◆ EXERCISE ◆
Answer these about the Scan-Speak thread:
(a) What long-term continuous max power does the thread give for the new 13" subwoofer?
(b) Which driver might neo_styles drop in favor of the Scan 4" mid?
(c) What website does neo_styles give in reply to the question of where to buy Scan Speak?

◆ EXCERPT ◆

* * * * * * * * *

# New Scan offerings - 2" fullrange & a redesigned 10F



## t3sn4f2 (Jan 3, 2007)

Scan-Speak


----------



## Jcharger13 (Jul 12, 2013)

I also see a new 13" subwoofer. Has anyone heard or tried a SS sub? This looks like it could be a great SQ sub and on the SS site they say its the most powerful subwoofer that they have ever made. I'd love to hear one. The price on Madi and Solen seems reasonable compared to other higher end subs. To bad they're on back order/not out yet? 

http://www.scan-speak.dk/datasheet/pdf/32w-4878t00.pdf


----------



## Jagged Corn Flakes (Sep 10, 2013)

So Scan has never made a woofer that even accepts 350 rms until now?


----------



## Jcharger13 (Jul 12, 2013)

It will take much more than that. Long term, continuous max power is 800 on this 13". I wouldn't be afraid to give them 1k. My scan 7" say 150 on the PDF for max long term and they love 250. I've seen 500 continuous on there 8" woofers and they sounded great.


----------



## bigfastmike (Jul 16, 2012)

Another 3in fullrange. Got excited but does not seem to play into upper range well.


----------



## neo_styles (Oct 18, 2012)

The 4" mid looks really promising. I may swap out my plans to use a Vifa NE123 in favor of the Scan as it should compliment my Scan tweeter very well for a 3-way front stage.


----------



## MetricMuscle (Sep 16, 2013)

Where do y'all buy Scan Speak from? I'm in Tennessee.


----------



## neo_styles (Oct 18, 2012)

MetricMuscle said:


> Where do y'all buy Scan Speak from? I'm in Tennessee.


www.madisound.com

Sent from my GT-I9505 using Tapatalk 4


----------



## MetricMuscle (Sep 16, 2013)

Doesn't look like Madisound is carrying the new ScanSpeak 2" 5F/8422T01.

Has anybody tried this driver yet?


----------



## IBcivic (Jan 6, 2009)

SOLEN has em listed as B/O


----------

* * * * * * * * *

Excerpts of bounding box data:
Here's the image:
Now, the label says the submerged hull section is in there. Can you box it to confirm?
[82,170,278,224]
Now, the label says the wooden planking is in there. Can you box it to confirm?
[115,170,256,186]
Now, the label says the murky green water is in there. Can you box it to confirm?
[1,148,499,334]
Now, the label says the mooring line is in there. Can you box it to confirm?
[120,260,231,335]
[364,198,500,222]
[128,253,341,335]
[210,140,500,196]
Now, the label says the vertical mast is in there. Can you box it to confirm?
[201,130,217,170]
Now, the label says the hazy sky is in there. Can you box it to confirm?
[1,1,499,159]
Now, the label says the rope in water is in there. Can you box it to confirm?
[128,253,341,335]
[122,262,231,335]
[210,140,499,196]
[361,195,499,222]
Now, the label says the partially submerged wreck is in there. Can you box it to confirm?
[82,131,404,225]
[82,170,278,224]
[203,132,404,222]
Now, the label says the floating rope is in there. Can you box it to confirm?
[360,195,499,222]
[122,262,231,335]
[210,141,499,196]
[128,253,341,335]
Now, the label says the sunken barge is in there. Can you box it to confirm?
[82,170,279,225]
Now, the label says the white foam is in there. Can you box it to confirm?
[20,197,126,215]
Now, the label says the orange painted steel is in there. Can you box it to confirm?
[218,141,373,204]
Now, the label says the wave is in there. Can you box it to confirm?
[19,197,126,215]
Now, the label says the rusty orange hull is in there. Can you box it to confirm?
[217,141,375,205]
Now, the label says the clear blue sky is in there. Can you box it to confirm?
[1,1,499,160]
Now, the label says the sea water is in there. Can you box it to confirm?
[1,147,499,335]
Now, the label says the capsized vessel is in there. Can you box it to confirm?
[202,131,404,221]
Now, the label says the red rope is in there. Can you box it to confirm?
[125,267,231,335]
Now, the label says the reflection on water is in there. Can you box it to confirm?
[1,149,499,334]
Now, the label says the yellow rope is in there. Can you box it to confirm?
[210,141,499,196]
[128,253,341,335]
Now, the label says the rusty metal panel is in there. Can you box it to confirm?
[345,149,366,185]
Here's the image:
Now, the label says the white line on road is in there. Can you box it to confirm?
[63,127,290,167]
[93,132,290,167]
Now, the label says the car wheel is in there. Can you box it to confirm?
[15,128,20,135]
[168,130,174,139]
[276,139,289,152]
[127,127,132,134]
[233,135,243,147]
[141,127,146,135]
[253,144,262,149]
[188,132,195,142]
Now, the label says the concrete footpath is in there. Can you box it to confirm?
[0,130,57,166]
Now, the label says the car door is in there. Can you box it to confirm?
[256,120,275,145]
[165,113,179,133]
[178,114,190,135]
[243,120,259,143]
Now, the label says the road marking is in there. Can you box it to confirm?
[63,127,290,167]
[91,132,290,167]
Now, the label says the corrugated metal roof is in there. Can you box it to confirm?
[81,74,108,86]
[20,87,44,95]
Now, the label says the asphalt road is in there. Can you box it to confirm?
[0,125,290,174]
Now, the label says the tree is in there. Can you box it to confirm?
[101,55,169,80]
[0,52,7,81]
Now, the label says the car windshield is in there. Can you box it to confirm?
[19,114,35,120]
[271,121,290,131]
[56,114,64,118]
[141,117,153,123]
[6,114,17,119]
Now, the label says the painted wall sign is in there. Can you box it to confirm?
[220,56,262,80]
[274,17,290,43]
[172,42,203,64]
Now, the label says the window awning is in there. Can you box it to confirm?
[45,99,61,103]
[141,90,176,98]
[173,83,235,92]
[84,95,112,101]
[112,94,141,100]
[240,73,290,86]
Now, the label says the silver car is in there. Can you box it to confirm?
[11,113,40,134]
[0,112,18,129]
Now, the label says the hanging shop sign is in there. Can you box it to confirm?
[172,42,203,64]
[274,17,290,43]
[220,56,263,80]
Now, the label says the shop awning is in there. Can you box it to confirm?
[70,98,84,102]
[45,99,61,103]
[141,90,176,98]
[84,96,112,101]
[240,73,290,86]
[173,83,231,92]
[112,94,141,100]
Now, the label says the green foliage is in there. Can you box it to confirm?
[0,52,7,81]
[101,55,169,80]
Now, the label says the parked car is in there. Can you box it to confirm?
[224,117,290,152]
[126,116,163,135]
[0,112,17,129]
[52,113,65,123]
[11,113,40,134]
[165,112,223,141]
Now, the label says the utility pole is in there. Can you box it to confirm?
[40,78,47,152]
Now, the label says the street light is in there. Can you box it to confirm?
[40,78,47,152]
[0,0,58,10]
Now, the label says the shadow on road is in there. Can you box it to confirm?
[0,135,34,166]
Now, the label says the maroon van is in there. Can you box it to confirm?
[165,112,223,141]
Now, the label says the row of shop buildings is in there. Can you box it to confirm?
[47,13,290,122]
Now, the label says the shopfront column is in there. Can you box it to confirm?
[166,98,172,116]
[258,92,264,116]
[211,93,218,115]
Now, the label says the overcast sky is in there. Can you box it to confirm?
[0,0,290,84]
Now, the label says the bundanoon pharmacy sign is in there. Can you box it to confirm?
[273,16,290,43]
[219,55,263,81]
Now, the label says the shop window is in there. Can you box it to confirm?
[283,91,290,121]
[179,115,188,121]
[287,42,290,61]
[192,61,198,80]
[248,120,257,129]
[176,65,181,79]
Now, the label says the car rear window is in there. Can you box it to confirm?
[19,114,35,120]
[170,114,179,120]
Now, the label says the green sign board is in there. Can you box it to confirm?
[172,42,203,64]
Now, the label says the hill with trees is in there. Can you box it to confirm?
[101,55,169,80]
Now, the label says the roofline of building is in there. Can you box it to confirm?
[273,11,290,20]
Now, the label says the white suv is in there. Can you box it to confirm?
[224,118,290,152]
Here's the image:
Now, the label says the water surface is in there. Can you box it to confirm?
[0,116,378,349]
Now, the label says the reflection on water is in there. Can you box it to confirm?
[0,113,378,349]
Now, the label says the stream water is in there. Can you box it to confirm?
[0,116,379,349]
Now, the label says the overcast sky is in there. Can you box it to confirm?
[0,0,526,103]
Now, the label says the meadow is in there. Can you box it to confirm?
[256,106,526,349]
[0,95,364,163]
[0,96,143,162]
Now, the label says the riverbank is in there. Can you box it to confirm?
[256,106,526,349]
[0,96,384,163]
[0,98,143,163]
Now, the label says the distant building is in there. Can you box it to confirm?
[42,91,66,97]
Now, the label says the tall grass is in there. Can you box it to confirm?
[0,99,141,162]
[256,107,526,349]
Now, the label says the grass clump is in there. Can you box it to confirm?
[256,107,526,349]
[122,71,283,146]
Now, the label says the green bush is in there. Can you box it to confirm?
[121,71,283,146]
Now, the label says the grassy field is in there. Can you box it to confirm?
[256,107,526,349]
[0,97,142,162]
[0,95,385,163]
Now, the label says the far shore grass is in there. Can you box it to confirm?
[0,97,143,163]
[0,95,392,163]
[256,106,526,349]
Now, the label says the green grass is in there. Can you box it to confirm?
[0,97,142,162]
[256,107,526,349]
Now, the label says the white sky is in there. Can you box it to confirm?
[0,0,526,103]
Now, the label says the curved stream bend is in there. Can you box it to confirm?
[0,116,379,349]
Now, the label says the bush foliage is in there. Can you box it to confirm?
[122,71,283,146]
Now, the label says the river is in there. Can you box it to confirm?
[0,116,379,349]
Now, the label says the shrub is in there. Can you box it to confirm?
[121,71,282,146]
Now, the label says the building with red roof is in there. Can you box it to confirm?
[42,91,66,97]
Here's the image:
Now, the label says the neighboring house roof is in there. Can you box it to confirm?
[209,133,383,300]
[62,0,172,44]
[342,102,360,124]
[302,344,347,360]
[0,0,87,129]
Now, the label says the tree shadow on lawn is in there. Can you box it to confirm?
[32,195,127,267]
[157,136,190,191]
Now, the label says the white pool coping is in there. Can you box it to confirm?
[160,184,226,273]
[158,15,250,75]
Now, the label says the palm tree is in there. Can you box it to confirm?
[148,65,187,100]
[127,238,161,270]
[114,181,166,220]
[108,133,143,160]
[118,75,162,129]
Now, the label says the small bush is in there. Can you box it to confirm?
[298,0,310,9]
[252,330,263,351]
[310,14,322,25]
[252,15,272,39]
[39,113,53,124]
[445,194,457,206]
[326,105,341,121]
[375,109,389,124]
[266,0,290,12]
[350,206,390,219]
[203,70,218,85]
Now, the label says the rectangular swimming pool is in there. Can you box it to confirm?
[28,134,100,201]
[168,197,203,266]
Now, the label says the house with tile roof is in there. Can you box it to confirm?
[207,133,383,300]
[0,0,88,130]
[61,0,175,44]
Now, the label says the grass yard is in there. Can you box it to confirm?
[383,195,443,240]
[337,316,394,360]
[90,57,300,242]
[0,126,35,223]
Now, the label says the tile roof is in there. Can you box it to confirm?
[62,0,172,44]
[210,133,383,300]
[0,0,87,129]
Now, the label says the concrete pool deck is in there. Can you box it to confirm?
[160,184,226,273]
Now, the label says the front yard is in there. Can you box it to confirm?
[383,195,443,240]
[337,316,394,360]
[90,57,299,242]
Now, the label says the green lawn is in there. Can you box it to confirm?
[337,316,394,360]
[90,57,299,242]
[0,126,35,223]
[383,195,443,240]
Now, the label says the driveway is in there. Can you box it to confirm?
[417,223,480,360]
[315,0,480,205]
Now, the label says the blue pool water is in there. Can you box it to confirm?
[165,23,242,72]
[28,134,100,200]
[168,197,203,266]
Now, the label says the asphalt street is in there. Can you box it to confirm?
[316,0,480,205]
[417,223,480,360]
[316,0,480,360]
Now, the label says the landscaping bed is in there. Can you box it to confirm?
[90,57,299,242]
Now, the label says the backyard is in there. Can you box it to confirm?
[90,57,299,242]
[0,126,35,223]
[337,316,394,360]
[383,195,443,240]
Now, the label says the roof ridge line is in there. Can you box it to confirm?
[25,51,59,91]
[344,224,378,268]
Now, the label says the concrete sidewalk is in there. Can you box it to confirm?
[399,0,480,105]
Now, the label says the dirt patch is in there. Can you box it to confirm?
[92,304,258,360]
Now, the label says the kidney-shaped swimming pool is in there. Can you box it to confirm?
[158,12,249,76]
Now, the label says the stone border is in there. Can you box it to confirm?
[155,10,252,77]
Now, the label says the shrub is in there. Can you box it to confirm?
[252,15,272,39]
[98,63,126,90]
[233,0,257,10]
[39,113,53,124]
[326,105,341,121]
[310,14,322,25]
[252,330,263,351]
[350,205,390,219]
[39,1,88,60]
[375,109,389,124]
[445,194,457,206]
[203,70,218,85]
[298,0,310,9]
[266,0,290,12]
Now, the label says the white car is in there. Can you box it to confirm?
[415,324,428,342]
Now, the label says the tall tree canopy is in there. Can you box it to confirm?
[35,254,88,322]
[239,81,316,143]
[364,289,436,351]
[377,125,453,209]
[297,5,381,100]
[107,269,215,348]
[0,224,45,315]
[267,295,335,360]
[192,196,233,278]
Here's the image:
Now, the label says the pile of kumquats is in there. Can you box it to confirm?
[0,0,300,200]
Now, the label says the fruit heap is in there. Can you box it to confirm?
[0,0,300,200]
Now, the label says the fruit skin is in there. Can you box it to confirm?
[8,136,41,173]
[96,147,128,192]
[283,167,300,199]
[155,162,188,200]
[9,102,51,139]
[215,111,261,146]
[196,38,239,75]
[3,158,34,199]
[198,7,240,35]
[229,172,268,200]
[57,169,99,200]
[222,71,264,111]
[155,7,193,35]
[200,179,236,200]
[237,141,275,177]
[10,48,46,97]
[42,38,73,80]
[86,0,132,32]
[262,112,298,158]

* * * * * * * * *

◆ EXPECTED ANSWER ◆
(a) 800
(b) The Vifa NE123
(c) www.madisound.com